Records excerpted from a collection.

· · · · ·

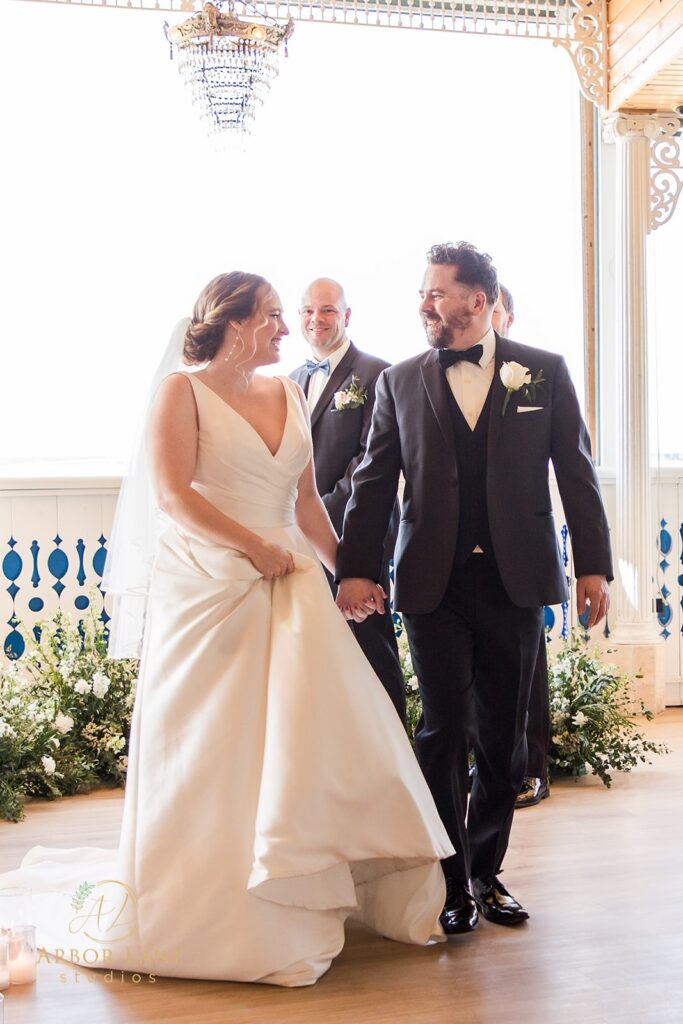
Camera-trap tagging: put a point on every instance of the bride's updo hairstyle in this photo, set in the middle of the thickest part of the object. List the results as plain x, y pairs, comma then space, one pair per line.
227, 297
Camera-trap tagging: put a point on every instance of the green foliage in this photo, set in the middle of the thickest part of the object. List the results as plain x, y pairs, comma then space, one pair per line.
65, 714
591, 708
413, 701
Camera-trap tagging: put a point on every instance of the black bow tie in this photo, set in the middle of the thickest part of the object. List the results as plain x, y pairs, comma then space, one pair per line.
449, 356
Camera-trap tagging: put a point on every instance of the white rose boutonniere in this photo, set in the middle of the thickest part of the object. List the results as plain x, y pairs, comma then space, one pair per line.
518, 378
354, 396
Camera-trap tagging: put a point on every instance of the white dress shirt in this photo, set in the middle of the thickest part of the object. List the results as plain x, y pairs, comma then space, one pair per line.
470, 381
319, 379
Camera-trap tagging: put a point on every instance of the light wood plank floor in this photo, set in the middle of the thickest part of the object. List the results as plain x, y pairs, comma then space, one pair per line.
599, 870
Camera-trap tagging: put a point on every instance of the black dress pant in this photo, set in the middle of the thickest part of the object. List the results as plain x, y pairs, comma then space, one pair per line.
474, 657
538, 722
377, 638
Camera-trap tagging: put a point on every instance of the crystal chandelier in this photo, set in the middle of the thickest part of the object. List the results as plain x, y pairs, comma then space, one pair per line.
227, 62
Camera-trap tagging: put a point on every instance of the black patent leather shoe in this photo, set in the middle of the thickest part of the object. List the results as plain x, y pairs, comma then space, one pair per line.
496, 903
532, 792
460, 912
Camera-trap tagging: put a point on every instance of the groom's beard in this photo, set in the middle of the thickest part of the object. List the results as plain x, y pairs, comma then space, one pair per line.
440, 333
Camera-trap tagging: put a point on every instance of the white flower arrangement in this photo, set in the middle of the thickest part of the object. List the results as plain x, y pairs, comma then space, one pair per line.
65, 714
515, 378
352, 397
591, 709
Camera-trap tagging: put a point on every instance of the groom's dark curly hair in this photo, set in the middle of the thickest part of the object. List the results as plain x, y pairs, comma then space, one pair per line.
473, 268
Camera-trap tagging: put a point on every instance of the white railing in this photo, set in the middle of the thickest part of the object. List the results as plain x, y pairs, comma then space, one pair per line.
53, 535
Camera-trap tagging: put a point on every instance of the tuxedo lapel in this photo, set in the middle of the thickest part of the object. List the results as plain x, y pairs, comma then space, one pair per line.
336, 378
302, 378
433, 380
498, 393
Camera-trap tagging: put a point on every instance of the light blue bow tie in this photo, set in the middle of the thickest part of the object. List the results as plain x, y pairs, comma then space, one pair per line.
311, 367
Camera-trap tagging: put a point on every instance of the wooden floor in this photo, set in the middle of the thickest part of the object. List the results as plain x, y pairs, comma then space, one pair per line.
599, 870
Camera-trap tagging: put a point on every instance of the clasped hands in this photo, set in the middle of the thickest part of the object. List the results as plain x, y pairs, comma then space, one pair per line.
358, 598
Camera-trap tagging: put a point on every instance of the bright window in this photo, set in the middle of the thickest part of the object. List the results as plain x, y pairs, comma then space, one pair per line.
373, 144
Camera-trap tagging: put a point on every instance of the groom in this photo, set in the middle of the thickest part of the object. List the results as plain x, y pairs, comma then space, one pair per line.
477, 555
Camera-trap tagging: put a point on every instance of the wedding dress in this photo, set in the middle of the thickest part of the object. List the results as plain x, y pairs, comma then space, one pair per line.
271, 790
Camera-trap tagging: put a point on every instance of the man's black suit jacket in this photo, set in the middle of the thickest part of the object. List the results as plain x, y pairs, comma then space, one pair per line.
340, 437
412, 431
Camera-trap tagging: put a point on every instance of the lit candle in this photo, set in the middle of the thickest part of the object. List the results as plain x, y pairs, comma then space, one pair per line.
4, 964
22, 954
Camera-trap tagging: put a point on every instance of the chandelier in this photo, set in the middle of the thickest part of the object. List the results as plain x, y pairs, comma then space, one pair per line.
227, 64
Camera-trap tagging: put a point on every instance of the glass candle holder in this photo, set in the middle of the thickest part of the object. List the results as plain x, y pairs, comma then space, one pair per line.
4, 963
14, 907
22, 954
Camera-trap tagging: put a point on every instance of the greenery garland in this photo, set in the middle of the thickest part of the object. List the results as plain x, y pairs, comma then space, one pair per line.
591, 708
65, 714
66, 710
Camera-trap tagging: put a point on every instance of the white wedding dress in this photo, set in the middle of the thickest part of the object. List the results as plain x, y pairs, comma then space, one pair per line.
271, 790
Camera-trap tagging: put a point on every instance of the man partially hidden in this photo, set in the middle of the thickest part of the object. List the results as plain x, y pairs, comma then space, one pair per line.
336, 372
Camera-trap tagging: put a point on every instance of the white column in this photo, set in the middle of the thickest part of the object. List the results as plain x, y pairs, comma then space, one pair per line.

· · · · ·

WORK TO BE COMPLETED. Exact retyping is required: the line with "of the greenery" through the end of the data, both ends included, and no other line.

OUTPUT FOR THIS TASK.
Camera-trap tagging: put a point on every instance of the greenery garland in this photo, set in the middle of the thickest part of the object. List the results as plain x, y pairs, comma then space, one pair per line.
591, 708
65, 714
66, 710
Camera-trap tagging: put a point on every instance of the white wedding dress in this photo, set in the middle of the thickest part of the object. List the results as plain x, y pairs, comma then space, one pair per line.
271, 790
Camera-trap tagging: put a point on every instance of the man partially hidden in this photo, set in the middle of the thickest part of the object. List the results as plain x, y pairs, comma then space, one pair per line.
336, 372
Camera-trap tagging: put a point on every instance of the white column in this photo, set in the middle of the thickest part of the object. List the results as plain x, y pairs, comma then space, one pair per line.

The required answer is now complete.